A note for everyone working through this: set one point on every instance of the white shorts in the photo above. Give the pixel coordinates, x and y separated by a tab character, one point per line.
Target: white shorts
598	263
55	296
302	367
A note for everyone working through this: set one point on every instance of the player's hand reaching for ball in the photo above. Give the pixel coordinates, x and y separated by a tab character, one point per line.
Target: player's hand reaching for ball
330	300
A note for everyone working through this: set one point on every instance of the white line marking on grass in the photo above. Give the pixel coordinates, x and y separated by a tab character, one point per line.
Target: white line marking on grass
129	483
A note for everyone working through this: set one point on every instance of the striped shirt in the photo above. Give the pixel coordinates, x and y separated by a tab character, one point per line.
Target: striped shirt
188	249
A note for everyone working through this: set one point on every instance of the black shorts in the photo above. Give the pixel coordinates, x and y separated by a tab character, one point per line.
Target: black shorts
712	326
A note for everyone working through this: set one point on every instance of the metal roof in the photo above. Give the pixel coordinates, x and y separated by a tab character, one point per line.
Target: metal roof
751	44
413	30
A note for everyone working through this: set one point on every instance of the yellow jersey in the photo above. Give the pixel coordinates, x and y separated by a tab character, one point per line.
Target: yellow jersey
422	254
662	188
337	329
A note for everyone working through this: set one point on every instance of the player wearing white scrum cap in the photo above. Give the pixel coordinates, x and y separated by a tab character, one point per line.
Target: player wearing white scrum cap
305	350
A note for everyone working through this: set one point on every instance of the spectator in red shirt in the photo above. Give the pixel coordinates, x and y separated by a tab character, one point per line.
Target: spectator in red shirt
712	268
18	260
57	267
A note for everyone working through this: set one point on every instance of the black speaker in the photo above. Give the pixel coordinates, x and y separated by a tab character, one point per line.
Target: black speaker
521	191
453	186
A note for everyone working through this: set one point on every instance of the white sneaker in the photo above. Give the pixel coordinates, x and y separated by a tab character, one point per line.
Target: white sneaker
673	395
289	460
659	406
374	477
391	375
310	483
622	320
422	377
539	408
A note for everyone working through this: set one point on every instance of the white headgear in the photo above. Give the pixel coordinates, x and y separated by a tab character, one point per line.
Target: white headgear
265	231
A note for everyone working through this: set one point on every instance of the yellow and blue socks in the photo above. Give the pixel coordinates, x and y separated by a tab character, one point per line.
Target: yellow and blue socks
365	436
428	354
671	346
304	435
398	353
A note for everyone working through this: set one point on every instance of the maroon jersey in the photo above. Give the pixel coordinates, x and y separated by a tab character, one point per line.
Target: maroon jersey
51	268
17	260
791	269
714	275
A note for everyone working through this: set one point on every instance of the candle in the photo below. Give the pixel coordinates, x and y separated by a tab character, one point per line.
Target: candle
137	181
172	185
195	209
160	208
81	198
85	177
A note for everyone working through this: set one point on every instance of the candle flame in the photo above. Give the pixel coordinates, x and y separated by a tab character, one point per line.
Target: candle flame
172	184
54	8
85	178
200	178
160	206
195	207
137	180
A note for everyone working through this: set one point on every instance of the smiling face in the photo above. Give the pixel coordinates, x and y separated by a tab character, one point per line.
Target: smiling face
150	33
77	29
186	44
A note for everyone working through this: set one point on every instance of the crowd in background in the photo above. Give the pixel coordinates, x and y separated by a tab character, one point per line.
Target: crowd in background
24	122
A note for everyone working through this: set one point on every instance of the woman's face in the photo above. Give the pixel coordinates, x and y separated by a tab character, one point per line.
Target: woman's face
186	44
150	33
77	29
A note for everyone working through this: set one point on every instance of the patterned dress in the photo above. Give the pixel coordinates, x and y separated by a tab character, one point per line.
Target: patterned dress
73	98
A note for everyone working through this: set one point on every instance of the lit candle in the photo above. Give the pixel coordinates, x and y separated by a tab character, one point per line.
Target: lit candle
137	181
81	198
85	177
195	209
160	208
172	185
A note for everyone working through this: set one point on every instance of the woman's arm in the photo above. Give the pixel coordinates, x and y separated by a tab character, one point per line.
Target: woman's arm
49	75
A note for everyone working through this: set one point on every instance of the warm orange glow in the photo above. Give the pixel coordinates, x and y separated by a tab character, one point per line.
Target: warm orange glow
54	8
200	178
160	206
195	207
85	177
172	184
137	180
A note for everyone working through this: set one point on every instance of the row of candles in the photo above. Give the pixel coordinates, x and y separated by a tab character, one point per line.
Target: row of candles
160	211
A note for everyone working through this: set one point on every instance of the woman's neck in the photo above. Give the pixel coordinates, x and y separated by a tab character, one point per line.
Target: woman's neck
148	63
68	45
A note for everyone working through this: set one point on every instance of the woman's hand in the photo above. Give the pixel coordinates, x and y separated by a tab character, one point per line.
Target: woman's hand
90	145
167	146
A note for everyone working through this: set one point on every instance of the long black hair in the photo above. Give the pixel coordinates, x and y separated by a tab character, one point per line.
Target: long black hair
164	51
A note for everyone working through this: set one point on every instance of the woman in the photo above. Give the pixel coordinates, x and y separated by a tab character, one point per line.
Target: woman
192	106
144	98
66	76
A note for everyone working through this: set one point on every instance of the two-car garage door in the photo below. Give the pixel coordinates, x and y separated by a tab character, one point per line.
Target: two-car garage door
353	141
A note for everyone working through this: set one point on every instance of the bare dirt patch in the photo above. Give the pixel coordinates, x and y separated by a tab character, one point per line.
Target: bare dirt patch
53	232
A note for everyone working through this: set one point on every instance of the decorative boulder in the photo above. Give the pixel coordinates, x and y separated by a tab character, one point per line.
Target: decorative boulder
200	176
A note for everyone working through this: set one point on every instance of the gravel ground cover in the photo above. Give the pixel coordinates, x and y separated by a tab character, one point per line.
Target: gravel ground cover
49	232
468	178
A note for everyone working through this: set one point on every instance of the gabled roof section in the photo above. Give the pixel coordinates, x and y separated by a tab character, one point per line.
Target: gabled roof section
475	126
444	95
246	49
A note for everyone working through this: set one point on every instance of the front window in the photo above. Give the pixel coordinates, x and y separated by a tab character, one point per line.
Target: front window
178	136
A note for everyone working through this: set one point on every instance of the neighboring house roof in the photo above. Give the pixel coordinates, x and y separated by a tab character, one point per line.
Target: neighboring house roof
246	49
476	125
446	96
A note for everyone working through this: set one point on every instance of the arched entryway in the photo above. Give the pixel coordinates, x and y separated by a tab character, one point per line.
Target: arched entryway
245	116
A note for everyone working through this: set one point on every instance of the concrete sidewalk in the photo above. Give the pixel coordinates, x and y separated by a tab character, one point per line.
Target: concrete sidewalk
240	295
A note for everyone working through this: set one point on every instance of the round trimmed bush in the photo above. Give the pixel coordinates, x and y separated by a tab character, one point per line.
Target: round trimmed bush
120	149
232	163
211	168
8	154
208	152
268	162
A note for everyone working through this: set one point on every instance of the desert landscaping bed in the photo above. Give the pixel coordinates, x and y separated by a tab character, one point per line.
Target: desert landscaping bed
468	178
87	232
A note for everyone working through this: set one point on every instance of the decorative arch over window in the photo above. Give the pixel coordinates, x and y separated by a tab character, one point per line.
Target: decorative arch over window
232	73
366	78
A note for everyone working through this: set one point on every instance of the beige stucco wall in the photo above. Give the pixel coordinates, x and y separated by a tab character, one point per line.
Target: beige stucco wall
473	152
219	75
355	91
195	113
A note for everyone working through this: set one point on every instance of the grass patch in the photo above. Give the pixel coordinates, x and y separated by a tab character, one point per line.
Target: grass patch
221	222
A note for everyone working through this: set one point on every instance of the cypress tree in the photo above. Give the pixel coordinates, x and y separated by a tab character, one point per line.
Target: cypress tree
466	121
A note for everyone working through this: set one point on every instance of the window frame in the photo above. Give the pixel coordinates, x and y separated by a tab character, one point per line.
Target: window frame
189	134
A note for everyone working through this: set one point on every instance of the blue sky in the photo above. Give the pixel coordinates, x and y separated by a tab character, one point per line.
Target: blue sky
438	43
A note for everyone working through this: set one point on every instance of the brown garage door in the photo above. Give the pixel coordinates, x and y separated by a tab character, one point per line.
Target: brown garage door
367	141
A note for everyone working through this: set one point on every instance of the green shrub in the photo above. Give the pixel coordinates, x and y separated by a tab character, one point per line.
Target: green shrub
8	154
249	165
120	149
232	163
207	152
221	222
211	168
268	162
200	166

################

Assigned task:
Could you state the number of lines above in which the word "below" appears? Give that number by itself.

Result of this task:
2